» Instructions for the task
Reproduce the following lines verbatim.

(Dataset rows)
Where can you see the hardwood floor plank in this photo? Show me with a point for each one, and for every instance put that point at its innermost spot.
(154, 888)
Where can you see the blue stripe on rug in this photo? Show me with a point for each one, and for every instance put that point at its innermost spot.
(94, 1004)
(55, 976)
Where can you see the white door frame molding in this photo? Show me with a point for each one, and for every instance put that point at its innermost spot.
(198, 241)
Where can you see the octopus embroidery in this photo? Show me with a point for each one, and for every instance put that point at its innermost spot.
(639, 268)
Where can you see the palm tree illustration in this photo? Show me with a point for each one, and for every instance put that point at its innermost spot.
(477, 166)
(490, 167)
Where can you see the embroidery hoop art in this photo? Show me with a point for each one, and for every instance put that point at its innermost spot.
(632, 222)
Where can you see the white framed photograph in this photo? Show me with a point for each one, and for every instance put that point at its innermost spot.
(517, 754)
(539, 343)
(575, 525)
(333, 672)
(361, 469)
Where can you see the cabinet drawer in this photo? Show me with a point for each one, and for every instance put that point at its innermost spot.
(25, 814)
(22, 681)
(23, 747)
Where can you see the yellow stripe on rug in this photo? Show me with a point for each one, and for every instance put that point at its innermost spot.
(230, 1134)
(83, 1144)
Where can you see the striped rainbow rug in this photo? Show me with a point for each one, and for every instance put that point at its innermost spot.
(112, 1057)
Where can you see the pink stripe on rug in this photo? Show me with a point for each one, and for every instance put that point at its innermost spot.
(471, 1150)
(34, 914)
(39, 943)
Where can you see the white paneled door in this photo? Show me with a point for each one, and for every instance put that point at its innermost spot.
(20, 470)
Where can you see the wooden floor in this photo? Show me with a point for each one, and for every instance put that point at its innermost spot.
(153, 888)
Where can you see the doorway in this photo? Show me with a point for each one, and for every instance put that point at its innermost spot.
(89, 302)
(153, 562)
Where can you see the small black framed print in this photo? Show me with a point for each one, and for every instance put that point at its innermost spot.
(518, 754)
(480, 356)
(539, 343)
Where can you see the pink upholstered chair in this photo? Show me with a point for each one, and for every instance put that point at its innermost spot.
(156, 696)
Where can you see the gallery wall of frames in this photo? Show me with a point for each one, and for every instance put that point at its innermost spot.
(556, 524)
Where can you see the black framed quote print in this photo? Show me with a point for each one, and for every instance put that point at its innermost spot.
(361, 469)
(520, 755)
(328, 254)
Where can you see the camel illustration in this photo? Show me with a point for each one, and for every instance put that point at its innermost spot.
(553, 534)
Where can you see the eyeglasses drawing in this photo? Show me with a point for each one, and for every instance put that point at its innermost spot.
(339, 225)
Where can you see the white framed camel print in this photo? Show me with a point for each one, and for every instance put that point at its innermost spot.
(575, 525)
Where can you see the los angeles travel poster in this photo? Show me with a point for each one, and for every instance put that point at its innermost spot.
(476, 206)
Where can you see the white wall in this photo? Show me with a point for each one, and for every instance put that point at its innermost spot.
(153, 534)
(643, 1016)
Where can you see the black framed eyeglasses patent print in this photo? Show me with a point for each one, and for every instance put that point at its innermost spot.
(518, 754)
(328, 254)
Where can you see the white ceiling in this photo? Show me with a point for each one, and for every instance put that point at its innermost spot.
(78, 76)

» Completed exercise
Where can you see the hardwood floor plank in this photo? Show me with a point for each one, and for every instance put that point at its innermost spot.
(154, 888)
Where can you see the blue stripe on rug in this photo? Show me with a point for each one, and for every instance put that point at its innermost spot.
(94, 1004)
(55, 976)
Where can you see the white door frame molding in this photo? Show me with a point for each one, and for every instance put that point at its innermost spot.
(198, 241)
Where can you see the octopus embroidery in this photo? Show me with a point for each one, and for every instance put that point at its innermost spot.
(639, 268)
Where can you see the palm tree illustration in this photo? Show me with a point for each one, and for every instance put that point at its innermost spot.
(477, 166)
(490, 167)
Where can you see the embroidery hoop art in this photo? Show me with a point for each one, and for every instance put that point at its innermost spot.
(632, 222)
Where can you see the white framed photograph in this photo? Show me with a point for each one, and for every instance put that point at its innermost spot.
(517, 754)
(539, 343)
(575, 525)
(333, 672)
(361, 469)
Where can you see the cabinet drawer in this photo? Show me with a point for each one, and for every instance put that point at its innermost spot.
(25, 814)
(22, 681)
(23, 747)
Where can you see the yellow stripe on rug in this photo? Show me with a point for each one, and for every instance put that point at its innermost spot.
(230, 1134)
(83, 1144)
Where can you see the striped rainbow rug in this photo? Show me with a point for each one, and for every instance put that point at its innermost spot.
(112, 1057)
Where can you see the pink stripe on rug in this photo? Show me with a point for each one, and for every instance put that point at its innermost spot.
(471, 1150)
(34, 914)
(39, 943)
Where can you see the white paneled door in this photo? Show me with a point for each one, and for every instance put that point at its innermost spot.
(20, 470)
Where can you see the wooden floor in this photo? Show me with a point for each one, and for every instance put that point at its innermost spot.
(153, 888)
Where can you see the doorway in this photo? Show me with a point for each one, and for every instance put that point at its innermost spot.
(89, 302)
(153, 562)
Where can you see the small black framed print in this photo? Show me with a point for each one, and for every instance put that point at its innermost spot.
(518, 754)
(480, 356)
(539, 343)
Where can you see the pink upholstered chair in this photo? Show me with a point for each one, and for every instance put that point at its innermost spot.
(156, 696)
Where can you see the gallery wall of frames in this photo? Show me with a point for each one, and for every instance put that point at its innermost spot.
(556, 524)
Where can you see the black framed quote print in this photo? Show me with a point for each one, and for every instance put that point at its innermost spot.
(361, 469)
(520, 755)
(328, 254)
Where can you see the camel illustration in this photo? Show me with a point for each one, and for every instance put that point at its innermost spot.
(553, 534)
Where can you see the eyeglasses drawing in this photo? Show me with a point for each one, and for every instance put that point at its innermost spot.
(339, 225)
Where can you see the white framed camel print in this photo? Show me with a point for each one, and for every instance put that point at its innermost spot.
(575, 525)
Where can you see the los angeles travel poster in this photo? Show me with a point for each one, and for every instance put that point at its innermost spot.
(476, 206)
Where can you see the white wall in this photo? Show me with a point for each one, and for every instance put that point at its innermost spot.
(153, 534)
(643, 1016)
Where can you see the black framed eyeglasses patent print in this photo? Show me with a point for each one, and for every instance put that point at its innermost spot.
(518, 754)
(328, 254)
Where can you see the white ceiling in this photo? Show me with a point for each one, and for every instance put that point at its innermost spot.
(78, 76)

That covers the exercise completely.